● **Required task**: Count the lines in the data below that contain the string "marking", and reply with only that number.

----

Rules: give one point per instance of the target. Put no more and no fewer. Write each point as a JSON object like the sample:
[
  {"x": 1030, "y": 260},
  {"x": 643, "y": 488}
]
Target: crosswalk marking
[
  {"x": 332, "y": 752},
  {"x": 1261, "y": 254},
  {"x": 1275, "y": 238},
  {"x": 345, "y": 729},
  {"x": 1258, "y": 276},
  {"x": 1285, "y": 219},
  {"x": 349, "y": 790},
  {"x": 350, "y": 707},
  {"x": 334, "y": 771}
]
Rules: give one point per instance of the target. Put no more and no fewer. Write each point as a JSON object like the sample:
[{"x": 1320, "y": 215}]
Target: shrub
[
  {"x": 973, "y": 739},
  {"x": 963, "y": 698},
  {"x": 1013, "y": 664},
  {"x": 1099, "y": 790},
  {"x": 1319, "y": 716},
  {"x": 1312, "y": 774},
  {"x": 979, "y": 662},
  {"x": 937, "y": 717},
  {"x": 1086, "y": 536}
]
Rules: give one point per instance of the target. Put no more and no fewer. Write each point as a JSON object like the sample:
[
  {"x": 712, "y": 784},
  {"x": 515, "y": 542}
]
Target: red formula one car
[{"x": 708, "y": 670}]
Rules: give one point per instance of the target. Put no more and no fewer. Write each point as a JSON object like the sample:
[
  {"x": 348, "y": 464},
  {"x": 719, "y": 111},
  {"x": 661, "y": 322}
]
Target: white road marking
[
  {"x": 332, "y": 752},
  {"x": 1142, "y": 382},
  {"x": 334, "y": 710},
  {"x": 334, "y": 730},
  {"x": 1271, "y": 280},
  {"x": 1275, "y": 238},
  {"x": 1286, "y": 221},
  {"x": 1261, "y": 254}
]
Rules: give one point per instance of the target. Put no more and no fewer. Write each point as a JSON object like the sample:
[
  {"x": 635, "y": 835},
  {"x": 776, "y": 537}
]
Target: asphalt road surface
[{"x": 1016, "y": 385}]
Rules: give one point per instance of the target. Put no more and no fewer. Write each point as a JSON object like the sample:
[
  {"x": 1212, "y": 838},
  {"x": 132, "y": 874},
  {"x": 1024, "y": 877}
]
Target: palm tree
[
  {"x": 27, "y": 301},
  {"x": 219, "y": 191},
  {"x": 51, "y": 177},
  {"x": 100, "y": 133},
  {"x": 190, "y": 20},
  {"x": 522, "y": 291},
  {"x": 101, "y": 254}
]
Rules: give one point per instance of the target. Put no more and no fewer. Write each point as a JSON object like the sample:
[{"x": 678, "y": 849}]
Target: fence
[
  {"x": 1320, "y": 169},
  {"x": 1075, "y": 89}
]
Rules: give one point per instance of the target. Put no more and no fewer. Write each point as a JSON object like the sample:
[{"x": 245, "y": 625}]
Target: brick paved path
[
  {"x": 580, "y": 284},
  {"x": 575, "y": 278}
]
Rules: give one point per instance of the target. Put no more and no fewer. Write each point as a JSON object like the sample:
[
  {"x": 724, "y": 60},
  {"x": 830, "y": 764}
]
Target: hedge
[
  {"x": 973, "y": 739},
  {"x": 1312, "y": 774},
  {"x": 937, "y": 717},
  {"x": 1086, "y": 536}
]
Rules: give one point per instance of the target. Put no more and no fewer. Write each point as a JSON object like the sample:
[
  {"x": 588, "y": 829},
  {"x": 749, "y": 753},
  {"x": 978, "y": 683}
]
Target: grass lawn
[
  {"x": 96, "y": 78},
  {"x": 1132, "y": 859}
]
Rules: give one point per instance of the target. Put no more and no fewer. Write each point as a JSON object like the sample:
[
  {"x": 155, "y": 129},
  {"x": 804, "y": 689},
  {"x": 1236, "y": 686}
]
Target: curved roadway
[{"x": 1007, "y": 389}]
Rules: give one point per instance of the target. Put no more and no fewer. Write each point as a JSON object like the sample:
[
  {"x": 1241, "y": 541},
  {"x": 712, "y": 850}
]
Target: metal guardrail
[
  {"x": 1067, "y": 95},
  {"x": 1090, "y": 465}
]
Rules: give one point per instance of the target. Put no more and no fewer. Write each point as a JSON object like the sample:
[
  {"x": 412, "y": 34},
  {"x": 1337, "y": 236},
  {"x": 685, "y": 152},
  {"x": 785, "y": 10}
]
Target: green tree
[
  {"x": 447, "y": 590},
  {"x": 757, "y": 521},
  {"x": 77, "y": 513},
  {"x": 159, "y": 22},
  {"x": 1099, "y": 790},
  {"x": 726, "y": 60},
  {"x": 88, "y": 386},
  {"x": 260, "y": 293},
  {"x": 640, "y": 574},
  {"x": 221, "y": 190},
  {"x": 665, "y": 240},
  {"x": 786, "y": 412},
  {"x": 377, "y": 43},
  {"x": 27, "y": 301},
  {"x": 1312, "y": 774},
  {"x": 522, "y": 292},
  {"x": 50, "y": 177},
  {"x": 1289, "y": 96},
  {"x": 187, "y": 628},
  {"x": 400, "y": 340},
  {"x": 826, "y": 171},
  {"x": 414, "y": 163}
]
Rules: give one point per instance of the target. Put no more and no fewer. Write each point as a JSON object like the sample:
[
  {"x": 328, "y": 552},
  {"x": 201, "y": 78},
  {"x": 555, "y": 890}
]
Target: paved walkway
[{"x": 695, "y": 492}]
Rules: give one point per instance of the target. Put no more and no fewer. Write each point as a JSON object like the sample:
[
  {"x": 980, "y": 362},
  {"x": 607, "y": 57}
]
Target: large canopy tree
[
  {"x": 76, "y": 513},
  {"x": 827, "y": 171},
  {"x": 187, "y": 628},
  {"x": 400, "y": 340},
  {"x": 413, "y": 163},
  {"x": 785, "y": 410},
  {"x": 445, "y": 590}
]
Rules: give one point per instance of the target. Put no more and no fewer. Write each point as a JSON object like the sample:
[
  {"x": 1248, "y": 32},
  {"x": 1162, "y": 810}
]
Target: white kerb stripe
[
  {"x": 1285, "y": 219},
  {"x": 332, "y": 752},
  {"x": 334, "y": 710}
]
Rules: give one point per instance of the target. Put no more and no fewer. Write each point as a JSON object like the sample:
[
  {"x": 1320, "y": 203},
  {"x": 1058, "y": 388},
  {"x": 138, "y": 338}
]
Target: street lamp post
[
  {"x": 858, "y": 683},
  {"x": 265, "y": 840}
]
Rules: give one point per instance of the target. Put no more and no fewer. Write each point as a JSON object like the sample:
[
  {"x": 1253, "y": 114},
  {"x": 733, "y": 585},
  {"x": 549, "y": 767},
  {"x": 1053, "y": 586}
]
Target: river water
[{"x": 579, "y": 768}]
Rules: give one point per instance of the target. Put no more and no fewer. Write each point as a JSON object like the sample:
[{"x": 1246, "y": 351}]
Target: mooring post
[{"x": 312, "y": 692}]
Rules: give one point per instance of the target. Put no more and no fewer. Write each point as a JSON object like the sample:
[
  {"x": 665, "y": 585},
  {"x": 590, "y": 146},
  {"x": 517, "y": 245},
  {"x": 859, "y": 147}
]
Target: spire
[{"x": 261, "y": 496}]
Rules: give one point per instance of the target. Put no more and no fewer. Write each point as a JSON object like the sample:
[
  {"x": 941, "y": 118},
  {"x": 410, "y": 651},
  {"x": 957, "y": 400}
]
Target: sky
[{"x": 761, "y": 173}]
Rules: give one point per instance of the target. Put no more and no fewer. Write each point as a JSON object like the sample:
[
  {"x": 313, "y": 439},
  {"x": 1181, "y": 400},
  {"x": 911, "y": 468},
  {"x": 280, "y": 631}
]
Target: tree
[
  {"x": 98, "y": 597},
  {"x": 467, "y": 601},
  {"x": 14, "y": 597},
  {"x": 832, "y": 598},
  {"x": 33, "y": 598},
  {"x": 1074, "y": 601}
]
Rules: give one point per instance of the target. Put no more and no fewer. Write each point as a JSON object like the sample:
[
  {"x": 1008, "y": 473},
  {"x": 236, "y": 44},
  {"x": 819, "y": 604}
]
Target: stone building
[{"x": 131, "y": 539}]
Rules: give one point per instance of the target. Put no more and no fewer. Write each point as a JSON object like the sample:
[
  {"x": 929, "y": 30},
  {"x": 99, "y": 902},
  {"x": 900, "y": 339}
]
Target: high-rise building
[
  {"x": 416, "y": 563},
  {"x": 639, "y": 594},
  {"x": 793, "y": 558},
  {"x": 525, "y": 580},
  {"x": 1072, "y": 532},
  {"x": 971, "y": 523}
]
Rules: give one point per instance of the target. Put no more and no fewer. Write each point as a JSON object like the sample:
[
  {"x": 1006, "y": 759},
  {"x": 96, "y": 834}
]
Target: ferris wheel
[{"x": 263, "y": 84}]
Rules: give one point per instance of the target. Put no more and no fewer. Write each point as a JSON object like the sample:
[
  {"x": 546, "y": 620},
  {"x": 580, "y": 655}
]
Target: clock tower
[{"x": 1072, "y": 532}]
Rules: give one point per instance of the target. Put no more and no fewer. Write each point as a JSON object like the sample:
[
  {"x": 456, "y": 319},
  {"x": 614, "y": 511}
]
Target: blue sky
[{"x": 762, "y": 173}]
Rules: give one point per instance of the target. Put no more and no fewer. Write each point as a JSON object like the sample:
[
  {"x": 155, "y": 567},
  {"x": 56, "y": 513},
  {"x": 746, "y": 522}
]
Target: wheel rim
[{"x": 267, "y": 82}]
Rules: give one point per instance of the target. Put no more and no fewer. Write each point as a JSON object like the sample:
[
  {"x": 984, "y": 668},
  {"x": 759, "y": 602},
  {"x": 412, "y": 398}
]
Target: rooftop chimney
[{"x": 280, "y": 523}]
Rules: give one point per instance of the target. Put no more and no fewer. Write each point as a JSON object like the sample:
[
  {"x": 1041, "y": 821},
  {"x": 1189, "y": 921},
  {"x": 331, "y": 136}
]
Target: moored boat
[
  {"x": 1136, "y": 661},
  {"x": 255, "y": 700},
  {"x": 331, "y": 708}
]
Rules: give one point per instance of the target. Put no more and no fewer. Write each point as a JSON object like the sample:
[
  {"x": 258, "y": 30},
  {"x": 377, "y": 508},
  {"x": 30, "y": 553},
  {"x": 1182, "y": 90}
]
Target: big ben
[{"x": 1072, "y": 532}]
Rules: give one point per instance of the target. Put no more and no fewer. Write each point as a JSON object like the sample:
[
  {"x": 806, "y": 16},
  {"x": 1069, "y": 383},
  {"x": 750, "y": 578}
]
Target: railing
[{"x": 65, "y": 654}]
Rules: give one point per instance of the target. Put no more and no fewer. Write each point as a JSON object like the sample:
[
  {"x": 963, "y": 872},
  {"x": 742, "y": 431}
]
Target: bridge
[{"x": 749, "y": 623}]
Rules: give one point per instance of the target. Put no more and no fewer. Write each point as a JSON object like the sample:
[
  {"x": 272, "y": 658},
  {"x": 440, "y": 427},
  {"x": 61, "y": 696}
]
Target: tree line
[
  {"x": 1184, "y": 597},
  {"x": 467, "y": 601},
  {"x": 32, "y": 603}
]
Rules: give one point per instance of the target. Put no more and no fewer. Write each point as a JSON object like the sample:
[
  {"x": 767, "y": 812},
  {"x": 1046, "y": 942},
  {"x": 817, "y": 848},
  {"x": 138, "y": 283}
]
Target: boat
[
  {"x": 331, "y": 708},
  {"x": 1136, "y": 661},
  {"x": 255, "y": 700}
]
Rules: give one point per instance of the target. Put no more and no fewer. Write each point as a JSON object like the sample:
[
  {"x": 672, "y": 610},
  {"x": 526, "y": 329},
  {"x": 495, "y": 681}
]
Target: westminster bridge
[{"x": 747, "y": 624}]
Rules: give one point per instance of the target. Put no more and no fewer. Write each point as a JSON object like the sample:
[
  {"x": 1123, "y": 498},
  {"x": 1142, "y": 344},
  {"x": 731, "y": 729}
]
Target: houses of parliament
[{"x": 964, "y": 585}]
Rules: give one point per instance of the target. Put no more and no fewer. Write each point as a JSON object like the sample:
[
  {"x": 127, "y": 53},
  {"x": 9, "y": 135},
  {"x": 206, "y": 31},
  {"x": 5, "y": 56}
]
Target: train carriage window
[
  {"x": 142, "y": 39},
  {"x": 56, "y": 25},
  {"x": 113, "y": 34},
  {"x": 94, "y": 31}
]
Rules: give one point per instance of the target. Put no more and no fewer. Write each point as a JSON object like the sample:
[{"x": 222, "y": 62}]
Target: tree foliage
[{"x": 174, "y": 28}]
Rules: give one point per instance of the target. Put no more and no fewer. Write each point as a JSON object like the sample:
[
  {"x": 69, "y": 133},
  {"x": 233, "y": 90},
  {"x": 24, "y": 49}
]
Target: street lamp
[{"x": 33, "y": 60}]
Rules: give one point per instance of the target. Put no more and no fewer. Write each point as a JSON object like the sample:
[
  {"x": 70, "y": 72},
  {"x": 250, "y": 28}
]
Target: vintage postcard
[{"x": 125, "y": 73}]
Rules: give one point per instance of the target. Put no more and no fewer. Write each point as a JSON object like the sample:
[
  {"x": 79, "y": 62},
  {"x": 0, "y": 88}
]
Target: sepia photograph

----

● **Exercise answer**: 2